▸ **Fragmento proporcionado**:

((

La política se mide —entre otras cosas— por los resultados, corresponde señalar a la luz de los hechos que todos las profecías que se agitaban ante un eventual mayor enfrentamiento con el FMI (disparada de las cotizaciones del dólar, corrida cambiaria, presión devaluatoria, inflación desbocada, riesgo país por las nubes y vaciamiento de las arcas del Banco Central) se cumplieron casi al pie de la letra, pero con el acuerdo rubricado. En cierta medida, el FdT padece lo mismo que Macri: los mal llamados “mercados” perciben su impotencia para avanzar en el sentido de las contrarreformas que el poder real exige y desatan la revuelta de los arriba con sus tradicionales métodos: el vandorismo financiero de la corrida permanente.
Por eso las medidas parciales que se tomaron por estas horas como “pinchar” el cepo por distintas vías (un precio diferencial para los turistas, otro posible para que “el campo” liquide la cosecha que acumula) o la segmentación de los subsidios energéticos que se percibe como tortuosa y tardía, parecen caer en saco roto y no frenaron la corrida. Como la ausencia de virtud nunca es acompañada por la fortuna, la cumbre que el presidente iba a celebrar con Joe Biden y en la que depositaba la esperanza de “ablandar” al Fondo Monetario fue suspendida hasta nuevo aviso. En números crudos, el Banco Central cerraba la semana con una pérdida neta de U$S300 millones. Y según un informe de la consultora LCG, el índice de alimentos y bebidas acumuló una inflación intermensual de 5,8%, y julio cerraría con un índice récord de 8,6% debido a los aumentos de las tres primeras semanas.
Lo personal es político
Sin embargo, hay algo de “injusticia” en la atribución de todos los fracasos de la administración a la personalidad elástica de Alberto Fernández. En no pocas ocasiones se imputa a los liderazgos las fortalezas o debilidades de la coalición que los contiene y los conduce a la cima del poder político. En el caso de Alberto Fernández se conjugan dos coordenadas de lenta agonía: el agotamiento del kirchnerismo y su historia corta de los últimos 20 años y la crisis del largo itinerario del peronismo.
“Cristina eligió a Alberto porque (éste) puede hacer la política económica que ella podría apoyar pero no implementar”, sostuvo cuando se armó el FdT, Emmanuel Álvarez Agis, exfuncionario de Economía bajo el último kirchnerismo y actual titular de la consultora PxQ. La elección era una contradicción en sí misma porque la política que Cristina podía “apoyar” (la continuidad del ajuste por otros medios), Alberto tampoco la podía implementar sin un alto costo político que se verificó en el resultado de las elecciones de medio término de 2021. Porque no se trataba de personalidades y estilos, sino de relaciones de fuerza.
En términos más históricos, las experiencias de último kirchnerismo y la actual del FdT están dinamitando varios de los baluartes que se consideraban la marca indeleble del peronismo.
Entre ellos, el peronismo como sinónimo de solidez electoral. Como partido dominante del sistema político argentino hasta las últimas décadas, cuando había elecciones siempre mostraba potencial electoral. Pero, en el último periodo perdió tres de las cuatro contiendas (2015, 2017 y 2021). En la última —incluso con la unidad de todas sus tendencias— fue derrotado en territorios considerados bastiones.

))

▸ **Datos aportados**:
((

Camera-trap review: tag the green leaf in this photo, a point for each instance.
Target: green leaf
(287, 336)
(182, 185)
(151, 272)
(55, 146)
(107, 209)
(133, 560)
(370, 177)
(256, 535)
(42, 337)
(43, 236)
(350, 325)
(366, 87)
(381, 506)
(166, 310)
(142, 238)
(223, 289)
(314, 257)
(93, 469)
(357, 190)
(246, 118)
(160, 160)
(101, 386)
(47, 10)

))

▸ **Consignas**:
- 1) Según el fragmento sobre el Frente de Todos, ¿por qué la elección de Alberto Fernández era "una contradicción en sí misma"? Explíquelo en una a tres oraciones.
- 2) Prosiga el fragmento sobre el Frente de Todos a partir de su última oración.
El material procede de una fuente distinta.

▸ **Respuestas**:
- 1) Era una contradicción porque Alberto tampoco podía implementar la política que Cristina podía "apoyar", es decir, la continuidad del ajuste por otros medios, sin pagar un alto costo político. Ese costo se verificó en el resultado de las elecciones de medio término de 2021, ya que no se trataba de personalidades y estilos, sino de relaciones de fuerza.

- 2)
Además, el peronismo siempre fue el “partido del orden” por antonomasia (incluso cuando no estaba en el gobierno) y por lo tanto, sinónimo de gobernabilidad. En la actualidad, el fantasma del final abrupto acecha al presidente y la administración sufre una debilidad espantosa, una interna permanente y una sensación inquietante de desgobierno y parálisis.
El control de la calle era otra de las fortalezas que el peronismo ofrecía en su menú de opciones. Hoy puesta en cuestión por las múltiples movilizaciones que se acrecientan de manera directamente proporcional a la profundización de la crisis.
Además, incluso hasta en sus versiones más reaccionarias (como el menemismo), el peronismo siempre intentó combinar el “orden” con la contención o concesiones que alivien a los sectores populares. Van más de dos años de administración del Frente de Todos y los indicadores sociales no hicieron más que agravarse.
Por último, el famoso tema de su plasticidad ideológica. Algunos atribuyen la famosa “resiliencia” del peronismo a la combinación de dos factores: estructura de poder y signo de los tiempos. Así fue que su sobrevida tuvo lugar porque se “alfonsinizó” durante la década del ’80 del siglo pasado con la Renovación finalmente birlada por Carlos Menem que era un renovador sui generis; se hizo neoliberal en los ’90 y mutó en progresista luego de la crisis de inicio de siglo y en sintonía con los progresismos latinoamericanos.
Hace más de diez años, Juan Carlos Torre lo definía de la siguiente manera: “El peronismo se sostiene sobre un electorado fiel, contra viento y marea, cualquiera sea la oferta desde el vértice peronista y que nunca está por abajo del 35% de los votos. Ese peronismo podemos caracterizarlo como el ‘peronismo permanente’. Ahora bien, a él se suma lo que el peronismo obtiene cada vez que, con esa agilidad que le es propia, se sintoniza con el clima de la época, y es lo que yo llamo el ‘peronismo contingente’.”
De aquel tiempo a esta parte, mucha agua corrió bajo el puente. En primer lugar, fue cuestionado el peronismo “permanente” debido a sus últimos reveses electorales. El mismo Torre puso en duda su tesis cuando en 2017 se preguntó si al peronismo finalmente le había llegado “su 2001”. Fundamentaba su hipótesis en un estado de fragmentación de las bases populares del peronismo que no hizo más que desarrollarse.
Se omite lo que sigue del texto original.